THE PROBLEM. Please copy every line of the records below that holds the word "then".

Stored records
+ + +

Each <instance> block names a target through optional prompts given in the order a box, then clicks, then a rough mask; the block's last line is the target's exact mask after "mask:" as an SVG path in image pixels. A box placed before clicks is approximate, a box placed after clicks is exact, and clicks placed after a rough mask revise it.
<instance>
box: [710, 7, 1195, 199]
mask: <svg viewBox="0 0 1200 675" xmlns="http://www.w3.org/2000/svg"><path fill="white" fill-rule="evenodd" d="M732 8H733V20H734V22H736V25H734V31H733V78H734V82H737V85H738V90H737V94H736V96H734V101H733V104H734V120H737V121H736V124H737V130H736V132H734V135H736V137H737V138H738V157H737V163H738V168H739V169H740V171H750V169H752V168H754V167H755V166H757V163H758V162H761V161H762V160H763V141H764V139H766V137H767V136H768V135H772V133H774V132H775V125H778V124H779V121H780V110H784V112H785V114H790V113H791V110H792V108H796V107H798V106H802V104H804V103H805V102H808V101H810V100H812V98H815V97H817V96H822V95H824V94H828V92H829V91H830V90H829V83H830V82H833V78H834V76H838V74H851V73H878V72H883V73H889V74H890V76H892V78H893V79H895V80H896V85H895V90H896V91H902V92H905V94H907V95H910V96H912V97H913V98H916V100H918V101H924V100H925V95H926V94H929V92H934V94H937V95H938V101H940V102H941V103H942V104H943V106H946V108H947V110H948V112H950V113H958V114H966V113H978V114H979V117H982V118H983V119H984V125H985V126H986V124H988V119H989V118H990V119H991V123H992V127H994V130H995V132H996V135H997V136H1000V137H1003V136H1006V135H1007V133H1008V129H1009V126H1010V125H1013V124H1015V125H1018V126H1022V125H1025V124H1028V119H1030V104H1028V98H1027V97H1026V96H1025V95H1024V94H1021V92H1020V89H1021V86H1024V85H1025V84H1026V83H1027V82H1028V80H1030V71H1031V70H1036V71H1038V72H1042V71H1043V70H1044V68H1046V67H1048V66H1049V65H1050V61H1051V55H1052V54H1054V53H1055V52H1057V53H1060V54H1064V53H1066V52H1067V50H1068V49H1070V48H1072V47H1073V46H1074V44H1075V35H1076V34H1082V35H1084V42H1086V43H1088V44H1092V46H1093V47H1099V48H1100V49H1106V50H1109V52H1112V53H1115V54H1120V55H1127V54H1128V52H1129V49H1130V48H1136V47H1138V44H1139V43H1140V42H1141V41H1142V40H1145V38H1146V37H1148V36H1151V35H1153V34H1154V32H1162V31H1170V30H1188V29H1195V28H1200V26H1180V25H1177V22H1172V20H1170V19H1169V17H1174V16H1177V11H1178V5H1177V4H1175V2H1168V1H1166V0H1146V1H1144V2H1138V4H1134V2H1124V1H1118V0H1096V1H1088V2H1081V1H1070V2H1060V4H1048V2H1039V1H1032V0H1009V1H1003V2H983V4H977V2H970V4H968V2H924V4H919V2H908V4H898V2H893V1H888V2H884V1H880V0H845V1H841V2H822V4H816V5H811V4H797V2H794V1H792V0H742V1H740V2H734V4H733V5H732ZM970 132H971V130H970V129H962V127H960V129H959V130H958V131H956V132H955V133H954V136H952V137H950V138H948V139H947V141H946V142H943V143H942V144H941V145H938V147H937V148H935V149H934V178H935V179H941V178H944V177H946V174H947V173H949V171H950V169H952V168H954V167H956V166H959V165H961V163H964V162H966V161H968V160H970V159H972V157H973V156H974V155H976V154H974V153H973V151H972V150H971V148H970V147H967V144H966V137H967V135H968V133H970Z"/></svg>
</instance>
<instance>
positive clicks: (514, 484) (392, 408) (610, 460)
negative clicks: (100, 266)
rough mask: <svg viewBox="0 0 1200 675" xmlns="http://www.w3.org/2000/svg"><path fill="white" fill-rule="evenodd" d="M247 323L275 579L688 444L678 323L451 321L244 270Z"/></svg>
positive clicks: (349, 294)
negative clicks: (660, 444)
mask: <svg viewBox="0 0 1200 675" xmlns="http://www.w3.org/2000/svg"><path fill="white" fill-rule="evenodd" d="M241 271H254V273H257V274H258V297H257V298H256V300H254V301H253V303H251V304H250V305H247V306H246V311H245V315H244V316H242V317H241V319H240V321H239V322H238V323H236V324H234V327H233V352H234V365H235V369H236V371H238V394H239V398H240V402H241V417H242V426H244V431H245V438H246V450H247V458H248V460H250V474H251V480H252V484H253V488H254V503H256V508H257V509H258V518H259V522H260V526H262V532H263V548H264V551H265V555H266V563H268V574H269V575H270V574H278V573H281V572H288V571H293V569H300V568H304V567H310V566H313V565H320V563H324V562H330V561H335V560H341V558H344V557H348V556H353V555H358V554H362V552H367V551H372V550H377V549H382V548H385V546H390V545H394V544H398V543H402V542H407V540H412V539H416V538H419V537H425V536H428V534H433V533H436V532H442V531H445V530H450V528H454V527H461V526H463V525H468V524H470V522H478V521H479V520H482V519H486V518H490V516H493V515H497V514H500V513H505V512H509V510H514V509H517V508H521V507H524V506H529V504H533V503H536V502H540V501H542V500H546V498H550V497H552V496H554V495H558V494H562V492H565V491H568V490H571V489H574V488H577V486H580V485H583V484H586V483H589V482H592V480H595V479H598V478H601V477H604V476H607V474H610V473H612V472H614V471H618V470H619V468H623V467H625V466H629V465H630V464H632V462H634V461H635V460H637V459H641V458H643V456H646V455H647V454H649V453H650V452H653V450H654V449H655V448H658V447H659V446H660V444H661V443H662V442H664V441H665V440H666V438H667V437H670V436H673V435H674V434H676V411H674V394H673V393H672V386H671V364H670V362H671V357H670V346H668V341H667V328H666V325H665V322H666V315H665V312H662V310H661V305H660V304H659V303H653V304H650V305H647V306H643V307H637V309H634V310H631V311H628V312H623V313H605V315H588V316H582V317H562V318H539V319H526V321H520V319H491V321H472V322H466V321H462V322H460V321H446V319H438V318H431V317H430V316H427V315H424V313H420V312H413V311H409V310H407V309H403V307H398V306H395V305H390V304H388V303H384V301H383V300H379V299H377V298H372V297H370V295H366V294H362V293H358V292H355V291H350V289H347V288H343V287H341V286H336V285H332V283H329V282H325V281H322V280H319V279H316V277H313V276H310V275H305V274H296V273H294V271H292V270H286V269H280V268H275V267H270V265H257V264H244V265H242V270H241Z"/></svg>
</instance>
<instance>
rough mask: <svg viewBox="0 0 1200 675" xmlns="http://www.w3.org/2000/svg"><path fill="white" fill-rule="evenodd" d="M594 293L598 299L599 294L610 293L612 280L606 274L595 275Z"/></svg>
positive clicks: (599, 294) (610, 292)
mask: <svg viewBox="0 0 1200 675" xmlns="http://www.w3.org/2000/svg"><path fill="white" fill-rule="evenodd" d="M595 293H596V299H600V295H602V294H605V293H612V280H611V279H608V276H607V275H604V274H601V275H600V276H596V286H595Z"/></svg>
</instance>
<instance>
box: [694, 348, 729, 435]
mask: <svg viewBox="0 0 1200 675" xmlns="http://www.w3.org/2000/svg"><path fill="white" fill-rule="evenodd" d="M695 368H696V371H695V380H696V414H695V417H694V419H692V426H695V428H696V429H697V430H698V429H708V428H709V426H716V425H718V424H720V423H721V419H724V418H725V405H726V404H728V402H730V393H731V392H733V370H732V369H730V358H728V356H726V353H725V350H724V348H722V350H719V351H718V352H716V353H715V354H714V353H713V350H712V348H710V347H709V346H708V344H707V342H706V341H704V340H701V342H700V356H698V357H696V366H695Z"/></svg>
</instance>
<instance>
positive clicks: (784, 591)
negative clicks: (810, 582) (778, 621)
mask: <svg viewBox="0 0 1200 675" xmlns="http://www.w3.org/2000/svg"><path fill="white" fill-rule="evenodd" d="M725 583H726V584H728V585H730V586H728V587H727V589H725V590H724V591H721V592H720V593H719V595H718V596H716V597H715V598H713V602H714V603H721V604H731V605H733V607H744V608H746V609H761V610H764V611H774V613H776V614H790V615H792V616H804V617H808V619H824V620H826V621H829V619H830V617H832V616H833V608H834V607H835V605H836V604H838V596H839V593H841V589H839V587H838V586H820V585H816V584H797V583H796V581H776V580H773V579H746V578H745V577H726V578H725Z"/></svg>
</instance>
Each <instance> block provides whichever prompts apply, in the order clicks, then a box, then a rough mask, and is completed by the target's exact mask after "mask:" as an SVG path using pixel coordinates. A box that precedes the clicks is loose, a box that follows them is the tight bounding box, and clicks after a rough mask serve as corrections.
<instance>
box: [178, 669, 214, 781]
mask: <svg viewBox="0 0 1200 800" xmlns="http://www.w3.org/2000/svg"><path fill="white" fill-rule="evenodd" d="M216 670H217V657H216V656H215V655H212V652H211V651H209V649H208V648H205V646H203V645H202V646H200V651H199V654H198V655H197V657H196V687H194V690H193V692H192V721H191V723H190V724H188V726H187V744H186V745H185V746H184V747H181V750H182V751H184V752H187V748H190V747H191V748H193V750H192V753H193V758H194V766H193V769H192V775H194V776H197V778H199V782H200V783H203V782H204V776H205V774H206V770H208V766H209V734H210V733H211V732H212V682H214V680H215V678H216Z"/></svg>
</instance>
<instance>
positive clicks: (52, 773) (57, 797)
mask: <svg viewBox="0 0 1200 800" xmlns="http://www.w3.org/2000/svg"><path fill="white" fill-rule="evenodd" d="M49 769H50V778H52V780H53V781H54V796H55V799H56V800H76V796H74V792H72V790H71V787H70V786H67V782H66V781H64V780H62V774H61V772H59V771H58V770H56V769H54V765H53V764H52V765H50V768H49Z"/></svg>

+ + +

ANSWER BOX.
Each <instance> block names a target through optional prompts given in the order a box, then clicks, then a rough mask; the block's last line is the target's exact mask after "mask:" as an SVG path in image pixels. A box placed before clicks is approximate, a box placed after clicks is exact, and clicks placed after a rough mask revise it.
Each <instance> block provides whichever prompts apply, in the order clicks, then a box, then a rough mask, and is completed by the target's exact mask after "mask:" as an SVG path using pixel coordinates. A box that precedes the clicks is loose, a box that follows them is the tight bounding box, and clicks after a rough mask serve as corrections.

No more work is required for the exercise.